(Data entries)

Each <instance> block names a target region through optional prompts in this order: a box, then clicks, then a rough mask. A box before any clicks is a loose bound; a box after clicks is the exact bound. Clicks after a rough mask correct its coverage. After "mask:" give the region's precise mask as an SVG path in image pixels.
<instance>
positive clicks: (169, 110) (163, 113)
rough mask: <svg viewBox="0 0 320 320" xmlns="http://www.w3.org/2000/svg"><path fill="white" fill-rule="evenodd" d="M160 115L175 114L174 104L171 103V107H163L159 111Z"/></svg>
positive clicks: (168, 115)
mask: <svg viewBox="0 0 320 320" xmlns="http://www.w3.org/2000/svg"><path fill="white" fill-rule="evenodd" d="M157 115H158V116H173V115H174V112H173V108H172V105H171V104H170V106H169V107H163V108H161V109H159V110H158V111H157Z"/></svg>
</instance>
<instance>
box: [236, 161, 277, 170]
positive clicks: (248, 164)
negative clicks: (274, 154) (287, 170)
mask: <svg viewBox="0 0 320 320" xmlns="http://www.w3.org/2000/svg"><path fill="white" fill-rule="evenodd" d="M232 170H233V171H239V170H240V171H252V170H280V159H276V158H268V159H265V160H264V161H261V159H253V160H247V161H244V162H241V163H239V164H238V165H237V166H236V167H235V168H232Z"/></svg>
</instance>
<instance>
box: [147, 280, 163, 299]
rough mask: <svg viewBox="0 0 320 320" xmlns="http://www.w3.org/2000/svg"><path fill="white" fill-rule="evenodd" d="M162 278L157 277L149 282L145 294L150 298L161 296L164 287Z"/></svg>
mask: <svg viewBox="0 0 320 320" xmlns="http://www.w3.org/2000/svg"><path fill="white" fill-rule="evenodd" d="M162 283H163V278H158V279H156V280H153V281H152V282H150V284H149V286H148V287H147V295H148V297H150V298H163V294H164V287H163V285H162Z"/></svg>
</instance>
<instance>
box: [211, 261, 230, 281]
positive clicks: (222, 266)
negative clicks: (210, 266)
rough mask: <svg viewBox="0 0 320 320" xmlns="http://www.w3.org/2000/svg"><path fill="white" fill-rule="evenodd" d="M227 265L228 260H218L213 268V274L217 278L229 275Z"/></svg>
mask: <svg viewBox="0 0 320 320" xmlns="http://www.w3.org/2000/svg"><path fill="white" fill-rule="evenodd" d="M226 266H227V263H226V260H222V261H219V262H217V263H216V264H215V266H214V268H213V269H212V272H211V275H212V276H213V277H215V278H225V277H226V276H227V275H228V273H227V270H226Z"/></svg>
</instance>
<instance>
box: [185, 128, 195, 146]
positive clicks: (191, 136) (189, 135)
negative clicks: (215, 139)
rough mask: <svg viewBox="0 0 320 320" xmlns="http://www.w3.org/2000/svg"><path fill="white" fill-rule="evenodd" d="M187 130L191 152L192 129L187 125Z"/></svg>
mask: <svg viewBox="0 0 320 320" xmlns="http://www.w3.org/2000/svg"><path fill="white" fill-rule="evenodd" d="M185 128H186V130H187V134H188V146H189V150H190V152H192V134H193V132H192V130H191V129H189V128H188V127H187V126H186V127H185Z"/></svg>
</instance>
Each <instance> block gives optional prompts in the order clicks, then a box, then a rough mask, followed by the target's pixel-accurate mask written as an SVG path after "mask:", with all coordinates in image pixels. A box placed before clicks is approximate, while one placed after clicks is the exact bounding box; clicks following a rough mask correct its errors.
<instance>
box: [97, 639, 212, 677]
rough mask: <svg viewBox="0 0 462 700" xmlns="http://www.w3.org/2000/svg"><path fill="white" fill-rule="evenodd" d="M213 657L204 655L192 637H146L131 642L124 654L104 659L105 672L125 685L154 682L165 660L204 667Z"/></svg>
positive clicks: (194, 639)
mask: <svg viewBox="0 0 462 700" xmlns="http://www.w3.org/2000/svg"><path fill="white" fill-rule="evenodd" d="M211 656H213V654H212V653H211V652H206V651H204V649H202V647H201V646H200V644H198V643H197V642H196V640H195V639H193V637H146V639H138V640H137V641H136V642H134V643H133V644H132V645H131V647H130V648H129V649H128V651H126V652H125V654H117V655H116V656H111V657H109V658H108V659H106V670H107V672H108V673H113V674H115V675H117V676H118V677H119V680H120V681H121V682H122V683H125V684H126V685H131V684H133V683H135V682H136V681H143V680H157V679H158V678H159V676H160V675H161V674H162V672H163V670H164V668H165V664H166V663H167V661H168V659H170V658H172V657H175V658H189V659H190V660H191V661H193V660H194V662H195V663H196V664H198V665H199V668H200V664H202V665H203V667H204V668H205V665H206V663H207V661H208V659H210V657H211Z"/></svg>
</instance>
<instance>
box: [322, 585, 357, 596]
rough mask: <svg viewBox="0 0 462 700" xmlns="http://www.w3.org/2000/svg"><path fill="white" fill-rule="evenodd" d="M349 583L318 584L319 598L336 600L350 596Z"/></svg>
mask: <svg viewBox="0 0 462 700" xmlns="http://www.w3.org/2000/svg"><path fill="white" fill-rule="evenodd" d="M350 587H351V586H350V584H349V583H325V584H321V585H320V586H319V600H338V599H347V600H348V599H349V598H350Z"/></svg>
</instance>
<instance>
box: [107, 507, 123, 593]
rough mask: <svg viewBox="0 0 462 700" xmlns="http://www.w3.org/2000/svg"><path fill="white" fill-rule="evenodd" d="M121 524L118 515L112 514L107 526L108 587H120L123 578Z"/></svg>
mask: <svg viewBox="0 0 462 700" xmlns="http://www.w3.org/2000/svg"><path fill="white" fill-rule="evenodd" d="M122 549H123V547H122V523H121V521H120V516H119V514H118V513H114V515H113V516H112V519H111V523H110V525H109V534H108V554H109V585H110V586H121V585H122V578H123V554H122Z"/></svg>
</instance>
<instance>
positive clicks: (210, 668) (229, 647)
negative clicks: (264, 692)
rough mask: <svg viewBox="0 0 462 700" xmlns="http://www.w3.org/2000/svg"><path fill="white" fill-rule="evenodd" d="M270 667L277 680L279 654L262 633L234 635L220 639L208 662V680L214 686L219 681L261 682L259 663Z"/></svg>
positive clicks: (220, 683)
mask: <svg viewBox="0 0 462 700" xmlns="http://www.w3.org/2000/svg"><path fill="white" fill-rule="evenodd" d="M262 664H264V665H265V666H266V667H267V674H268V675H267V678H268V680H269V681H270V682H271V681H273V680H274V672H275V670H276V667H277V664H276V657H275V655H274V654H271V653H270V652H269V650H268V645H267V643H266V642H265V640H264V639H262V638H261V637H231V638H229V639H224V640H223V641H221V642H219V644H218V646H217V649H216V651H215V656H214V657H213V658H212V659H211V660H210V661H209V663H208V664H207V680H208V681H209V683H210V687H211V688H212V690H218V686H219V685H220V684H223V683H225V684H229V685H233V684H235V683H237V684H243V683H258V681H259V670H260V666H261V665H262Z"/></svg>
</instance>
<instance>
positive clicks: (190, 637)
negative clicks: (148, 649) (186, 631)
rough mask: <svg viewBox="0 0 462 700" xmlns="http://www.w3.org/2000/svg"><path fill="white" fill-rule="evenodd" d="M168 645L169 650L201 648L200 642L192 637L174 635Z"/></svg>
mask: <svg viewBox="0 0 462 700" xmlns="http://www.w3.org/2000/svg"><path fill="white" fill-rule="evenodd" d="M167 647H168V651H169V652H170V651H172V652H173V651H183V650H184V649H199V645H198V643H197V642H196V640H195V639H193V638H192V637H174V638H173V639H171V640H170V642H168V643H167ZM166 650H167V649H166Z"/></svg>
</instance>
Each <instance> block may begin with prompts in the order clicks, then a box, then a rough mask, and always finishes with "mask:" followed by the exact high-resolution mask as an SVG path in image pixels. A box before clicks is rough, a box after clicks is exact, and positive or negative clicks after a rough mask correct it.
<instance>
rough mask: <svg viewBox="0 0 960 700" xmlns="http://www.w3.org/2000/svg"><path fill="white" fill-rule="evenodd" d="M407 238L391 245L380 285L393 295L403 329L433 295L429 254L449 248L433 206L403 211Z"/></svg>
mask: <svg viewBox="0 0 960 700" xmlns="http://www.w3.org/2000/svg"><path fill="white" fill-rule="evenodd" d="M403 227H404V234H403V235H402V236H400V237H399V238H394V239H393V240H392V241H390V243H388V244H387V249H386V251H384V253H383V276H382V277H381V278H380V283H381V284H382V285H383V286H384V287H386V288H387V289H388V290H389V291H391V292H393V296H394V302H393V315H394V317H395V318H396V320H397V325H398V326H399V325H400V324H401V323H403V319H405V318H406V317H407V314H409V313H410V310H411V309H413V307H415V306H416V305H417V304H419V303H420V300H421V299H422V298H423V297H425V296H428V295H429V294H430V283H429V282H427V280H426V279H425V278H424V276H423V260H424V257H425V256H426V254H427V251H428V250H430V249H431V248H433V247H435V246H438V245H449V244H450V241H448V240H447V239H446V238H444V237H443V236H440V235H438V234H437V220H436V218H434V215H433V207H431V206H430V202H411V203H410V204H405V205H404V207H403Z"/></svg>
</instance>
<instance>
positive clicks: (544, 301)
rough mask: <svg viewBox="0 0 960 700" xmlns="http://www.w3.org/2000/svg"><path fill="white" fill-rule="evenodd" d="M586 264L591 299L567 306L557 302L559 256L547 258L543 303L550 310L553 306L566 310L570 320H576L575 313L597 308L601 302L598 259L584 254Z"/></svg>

YOUR INSTRUCTIONS: Copy the lines above from the beginning of the data entries through the line containing "positive clicks: (168, 115)", including both of those lines.

SOLUTION TO THE EXERCISE:
Each <instance> block names a target region through optional prompts in this order: a box, then clicks, then a rough mask. A box before any clicks is a loose bound; a box after clicks is the exact bound. Clicks after a rough mask correct its coverage. After "mask:" give the region's precise mask as an SVG path in image pixels.
<instance>
positive clicks: (169, 110) (163, 113)
rough mask: <svg viewBox="0 0 320 320" xmlns="http://www.w3.org/2000/svg"><path fill="white" fill-rule="evenodd" d="M160 115L175 114L174 104L171 103V107H163L159 111Z"/></svg>
positive clicks: (168, 115)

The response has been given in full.